» **TASK 1**:
Please give an updated copy of the fishing thread below, starting with "## sykessta" and going on through "who fishes it.", with "tournament" replaced by "contest".

» **DOCUMENT SECTION**:

Demi acres in good shape?


----------



## savage270

Fished bluegrass for a few hours this afternoon after hearing the bite was better as the water warms up throughout the day. Caught only 1 (20 inches) and the guy next to me also caught only 1, same size. There are lots of suckers in there right now. Only a handful of people fishing... SLOWWW... Some people were fishing the heavy current towards the point of the island but only small 14-16 inches being caught. Water is also very LOWWW...

Btw, caught a white bass yesterday so maybe the walleye run is towards the end?!?! Idk...


----------



## 21579

We need rain bad. A good rain upstream that brings the river level up 3 feet or more. It's almost down to 579 even.


----------



## die4irish

yrick82 said:


> We need rain bad. A good rain upstream that brings the river level up 3 feet or more. It's almost down to 579 even.


That will help for the white bass but my guess is the walleye are probably done.


----------



## 21579

die4irish Quote:
That will help for the white bass but my guess is the walleye are probably done. 

Thats fine. It's worth the hope. The river dropping to a trickle hasn't helped either. It's only April 11th. I know it has been an unusally warm spring, but I think there is another run of fish out there waiting for a push of water. IMHO.


----------



## BFG

Oh...I think it will help our future warreyes....A LOT...


----------



## die4irish

That's just my gut feeling but This time I would love to be wrong


----------



## CarpCommander

I think its pretty much cashed. Done. Over.


----------



## sykessta

i fished it yesterday at waterville the water was way to low if rocks were fish i wouldve had the best fishin day of my life lol then moved by the bridge near the island nothin gonna try it when the white bass are runnin ive about had it with the walleyes in the river have went 3 times in my life and never caught anything but always had luck in the late spring/early summer with white bass smallmouths and cats thats my kind of fishin lazy man style just a minnow on a hook and just let it sit haha


----------



## luv fishing

Its not gong to take much to win the tournament Sunday that's for sure. Good to everyone who fishes it.

» **TASK 2**:
State how many lines of the records below contain the string "green", where case counts. Give only the number.

» **GIVEN ENTRIES**:
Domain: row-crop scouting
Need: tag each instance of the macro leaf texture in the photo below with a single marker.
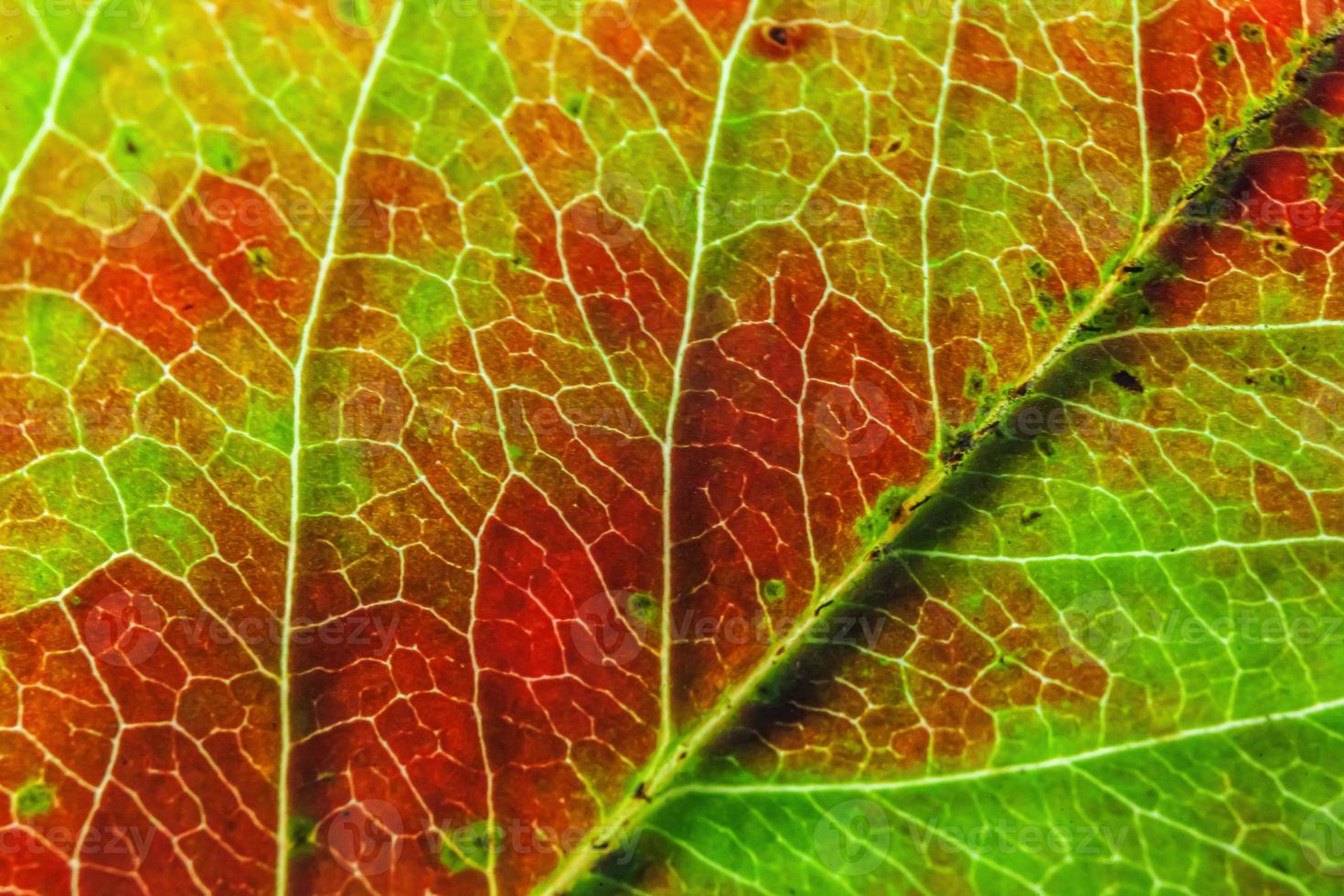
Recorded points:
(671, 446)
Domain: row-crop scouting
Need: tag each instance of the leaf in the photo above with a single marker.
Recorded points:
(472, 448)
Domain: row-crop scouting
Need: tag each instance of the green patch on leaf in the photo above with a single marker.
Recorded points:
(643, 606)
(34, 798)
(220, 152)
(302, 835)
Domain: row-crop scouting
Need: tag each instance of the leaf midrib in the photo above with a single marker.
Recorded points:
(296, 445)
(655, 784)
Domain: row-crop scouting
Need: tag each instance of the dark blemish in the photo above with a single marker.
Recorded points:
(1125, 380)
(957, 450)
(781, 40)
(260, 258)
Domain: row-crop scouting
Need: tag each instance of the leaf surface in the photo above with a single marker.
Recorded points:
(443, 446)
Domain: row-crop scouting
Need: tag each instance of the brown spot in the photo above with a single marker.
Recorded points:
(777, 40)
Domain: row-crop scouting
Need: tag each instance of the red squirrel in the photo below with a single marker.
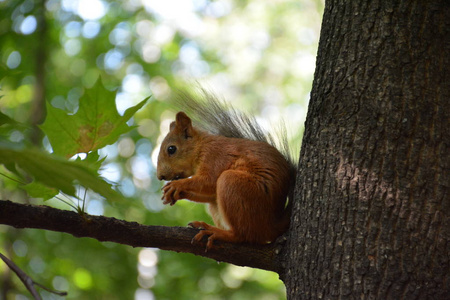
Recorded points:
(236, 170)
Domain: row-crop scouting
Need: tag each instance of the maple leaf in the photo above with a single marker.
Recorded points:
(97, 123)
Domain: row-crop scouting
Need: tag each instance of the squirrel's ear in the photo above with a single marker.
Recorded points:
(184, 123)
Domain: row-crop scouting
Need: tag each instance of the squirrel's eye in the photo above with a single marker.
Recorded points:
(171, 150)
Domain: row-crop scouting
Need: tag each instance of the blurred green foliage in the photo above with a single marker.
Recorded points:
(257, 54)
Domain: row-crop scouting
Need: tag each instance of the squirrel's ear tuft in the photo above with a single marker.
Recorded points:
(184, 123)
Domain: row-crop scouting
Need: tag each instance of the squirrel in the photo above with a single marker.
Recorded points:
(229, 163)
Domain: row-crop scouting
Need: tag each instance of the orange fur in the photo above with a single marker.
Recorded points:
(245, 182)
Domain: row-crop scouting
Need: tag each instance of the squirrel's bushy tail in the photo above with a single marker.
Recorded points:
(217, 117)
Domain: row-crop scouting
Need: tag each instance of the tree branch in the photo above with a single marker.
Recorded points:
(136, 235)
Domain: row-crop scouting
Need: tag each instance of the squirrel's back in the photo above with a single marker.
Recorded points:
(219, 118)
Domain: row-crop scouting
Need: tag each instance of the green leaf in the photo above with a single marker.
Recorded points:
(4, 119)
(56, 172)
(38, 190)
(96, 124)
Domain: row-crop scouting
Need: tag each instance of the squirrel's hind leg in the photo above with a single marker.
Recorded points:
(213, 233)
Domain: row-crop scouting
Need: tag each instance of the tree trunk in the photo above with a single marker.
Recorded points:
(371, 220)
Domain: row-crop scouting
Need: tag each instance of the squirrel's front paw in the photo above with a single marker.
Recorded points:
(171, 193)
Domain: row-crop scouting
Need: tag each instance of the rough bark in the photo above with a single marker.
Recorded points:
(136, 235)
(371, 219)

» **COMPLETE ANSWER 1**:
## sykessta

i fished it yesterday at waterville the water was way to low if rocks were fish i wouldve had the best fishin day of my life lol then moved by the bridge near the island nothin gonna try it when the white bass are runnin ive about had it with the walleyes in the river have went 3 times in my life and never caught anything but always had luck in the late spring/early summer with white bass smallmouths and cats thats my kind of fishin lazy man style just a minnow on a hook and just let it sit haha


----------



## luv fishing

Its not gong to take much to win the contest Sunday that's for sure. Good to everyone who fishes it.

» **COMPLETE ANSWER 2**:
3